Set of tasks
(a) Retype the passage on umpire Tim Hurst from "At twenty-two years" to "the National League.".
(b) Decide whether each statement agrees with the passage on umpire Tim Hurst, answering yes or no and quoting the words of the passage that settle it: (i) Hurst's father used a horse and wagon to deliver coal. (ii) Hurst won a championship as manager of the Minneapolis Millers. (iii) Hurst joined the umpiring crew of the National League in 1891.
(c) Proceed with the passage on umpire Tim Hurst, picking up after its final sentence.

Text segment
Born to Irish parents in Ashland, Pennsylvania, Hurst learned to fight at an early age. His father worked in the wholesale liquor business then purchased a horse and wagon to deliver coal. Young Tim was expected to help support the family and, as a youth, he picked slate for a local mining establishment. Rounds of fisticuffs were common among workers during lunch hours and Hurst was sometimes in the mix. His love of boxing led to multiple stints as a fight referee in the years that followed.

At twenty-two years of age, Hurst became a professional umpire in the Central Pennsylvania League. He called plays in the Southern League and Western Association before taking a job as manager of the Minneapolis Millers. The Millers came close to winning a championship on his watch, but Hurst failed to endear himself to club executives and ended up being replaced. In 1891, he joined the umpiring crew of the National League.

Hurst was well-suited to the rowdy days of early baseball. Hall of Fame arbiter Bill Klem recalled: “[Hurst] was so tough that if a ballplayer did not like one of his decisions and challenged him on the field, Tim would say ‘OK, we’ll stop the game and go right under the stands and settle it now.’”

With a reputation for making highly accurate decisions, Hurst had an interesting way of maintaining order behind the plate. “Never put a catcher out of a game,” he told a New York Herald reporter. “If the man in back of the bat is sassy and objects to your calling of balls and strikes, keep close behind him while doing your work and kick him every time he reaches out to catch a ball. After about the third kick, he’ll shut up.”

Sometimes Hurst’s feisty temperament led to amusing results. According to historian Fred Lieb, Hurst made a call that went against Cincinnati’s third baseman, Arlie Latham, one day. Latham tore off his glove and kicked it in protest. It landed at the feet of Hurst, who promptly kicked it right back to Latham. The festivities didn’t end there. According to Lieb: “taking turns, Arlie and Tim booted the glove all the way to the outfield fence.”

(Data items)
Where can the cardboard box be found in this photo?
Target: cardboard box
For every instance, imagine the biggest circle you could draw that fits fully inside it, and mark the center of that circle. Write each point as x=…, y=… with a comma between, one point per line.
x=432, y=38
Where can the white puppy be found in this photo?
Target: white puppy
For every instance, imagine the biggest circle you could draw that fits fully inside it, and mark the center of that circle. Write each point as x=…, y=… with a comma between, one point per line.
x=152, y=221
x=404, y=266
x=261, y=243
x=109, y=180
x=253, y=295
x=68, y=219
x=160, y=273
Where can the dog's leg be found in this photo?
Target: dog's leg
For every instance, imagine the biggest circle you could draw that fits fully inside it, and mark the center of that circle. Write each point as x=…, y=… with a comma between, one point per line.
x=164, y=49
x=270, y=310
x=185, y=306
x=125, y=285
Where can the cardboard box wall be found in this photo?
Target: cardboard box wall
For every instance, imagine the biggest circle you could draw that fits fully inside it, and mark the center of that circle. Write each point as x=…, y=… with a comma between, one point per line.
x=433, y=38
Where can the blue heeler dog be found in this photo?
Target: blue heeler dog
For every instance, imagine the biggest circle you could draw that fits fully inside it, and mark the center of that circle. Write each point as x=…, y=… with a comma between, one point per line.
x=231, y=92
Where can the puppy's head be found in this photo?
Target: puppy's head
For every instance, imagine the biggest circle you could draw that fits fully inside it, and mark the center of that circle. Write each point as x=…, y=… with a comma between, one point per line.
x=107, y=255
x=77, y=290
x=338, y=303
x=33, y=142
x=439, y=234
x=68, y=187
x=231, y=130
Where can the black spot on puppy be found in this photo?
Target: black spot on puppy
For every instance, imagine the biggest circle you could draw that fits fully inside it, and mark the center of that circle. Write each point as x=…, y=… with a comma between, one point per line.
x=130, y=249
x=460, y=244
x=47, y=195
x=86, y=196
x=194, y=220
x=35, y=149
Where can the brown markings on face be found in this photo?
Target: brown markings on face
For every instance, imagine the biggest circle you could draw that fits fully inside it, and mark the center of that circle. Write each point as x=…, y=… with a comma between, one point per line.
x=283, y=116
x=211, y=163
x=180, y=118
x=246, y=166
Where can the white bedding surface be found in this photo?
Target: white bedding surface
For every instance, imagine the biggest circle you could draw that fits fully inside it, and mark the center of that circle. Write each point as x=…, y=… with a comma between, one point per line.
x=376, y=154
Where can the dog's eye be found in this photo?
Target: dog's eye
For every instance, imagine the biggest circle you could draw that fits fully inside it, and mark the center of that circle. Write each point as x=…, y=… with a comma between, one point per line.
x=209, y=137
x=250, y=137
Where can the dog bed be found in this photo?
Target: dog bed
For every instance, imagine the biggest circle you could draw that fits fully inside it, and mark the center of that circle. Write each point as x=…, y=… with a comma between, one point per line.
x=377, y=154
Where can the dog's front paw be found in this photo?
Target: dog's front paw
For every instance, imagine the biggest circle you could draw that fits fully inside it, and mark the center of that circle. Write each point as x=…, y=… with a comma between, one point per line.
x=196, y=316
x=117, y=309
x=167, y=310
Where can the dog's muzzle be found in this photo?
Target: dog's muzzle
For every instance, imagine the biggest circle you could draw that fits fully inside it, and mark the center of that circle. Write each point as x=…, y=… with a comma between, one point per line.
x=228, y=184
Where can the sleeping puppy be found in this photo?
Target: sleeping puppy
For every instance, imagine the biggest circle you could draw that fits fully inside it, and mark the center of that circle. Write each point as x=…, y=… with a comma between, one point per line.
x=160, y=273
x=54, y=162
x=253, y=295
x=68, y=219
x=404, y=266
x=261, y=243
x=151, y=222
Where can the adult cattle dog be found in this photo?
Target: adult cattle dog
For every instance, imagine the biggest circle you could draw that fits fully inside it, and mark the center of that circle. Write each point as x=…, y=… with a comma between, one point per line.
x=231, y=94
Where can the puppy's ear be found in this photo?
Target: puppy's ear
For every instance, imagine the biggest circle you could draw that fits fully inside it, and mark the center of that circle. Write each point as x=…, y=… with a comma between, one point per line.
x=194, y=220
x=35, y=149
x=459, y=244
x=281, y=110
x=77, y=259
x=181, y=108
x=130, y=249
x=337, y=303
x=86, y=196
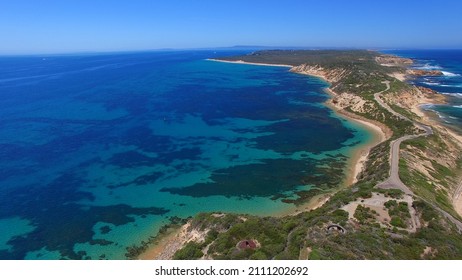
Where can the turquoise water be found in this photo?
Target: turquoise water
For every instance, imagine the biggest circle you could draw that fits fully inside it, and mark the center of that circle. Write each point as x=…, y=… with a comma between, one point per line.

Task-by-task answers
(a)
At twenty-two years of age, Hurst became a professional umpire in the Central Pennsylvania League. He called plays in the Southern League and Western Association before taking a job as manager of the Minneapolis Millers. The Millers came close to winning a championship on his watch, but Hurst failed to endear himself to club executives and ended up being replaced. In 1891, he joined the umpiring crew of the National League.

(b)
(i) Yes: "purchased a horse and wagon to deliver coal"
(ii) No: "The Millers came close to winning a championship on his watch"
(iii) Yes: "In 1891, he joined the umpiring crew of the National League."

(c)
On a number of occasions, Hurst’s outbursts were less than entertaining. In 1897, he was arrested in Cincinnati after he picked up a beer stein that had been tossed onto the field by an angry fan and whipped it back into the stands. The projectile hit a local fireman named James Cartuyvelles, opening a deep gash over his eye. Several years later, Hurst got into a physical altercation with New York Highlanders manager Clark Griffith during an on-field dispute. Though Griffith denied being punched when questioned afterward, his swollen lip lent little credence to that claim. Both men were suspended for five games.

In addition to his violent outbursts, Hurst was known to generate prolific streams of profanity. In 1900, multiple NL owners requested that he be banned from their ballparks due to his “ungentlemanly language.” The final straw for Hurst came on August 3, 1909. During the second game of a doubleheader between the A’s and White Sox in Philadelphia, Hurst made an uncharacteristically erroneous call on Eddie Collins. Collins was evidently safe at second base, but Hurst ruled him out, believing there had been some sort of interference on the play. When Collins protested, Hurst resorted to reprehensible behavior. In the colorful language of Philadelphia North American sportswriter, Jimmy Isaminger: “…the umpire distributed a mouthful of moistened union-made tobacco in the direction of youthful Eddie, who immediately called Tim’s attention to the Board of Health ordinance which prohibits expectorating in public places.” Fans went ballistic, throwing cushions and bottles in Hurst’s direction after the game. It took police nearly half an hour to safely escort the embattled arbiter out of the stadium.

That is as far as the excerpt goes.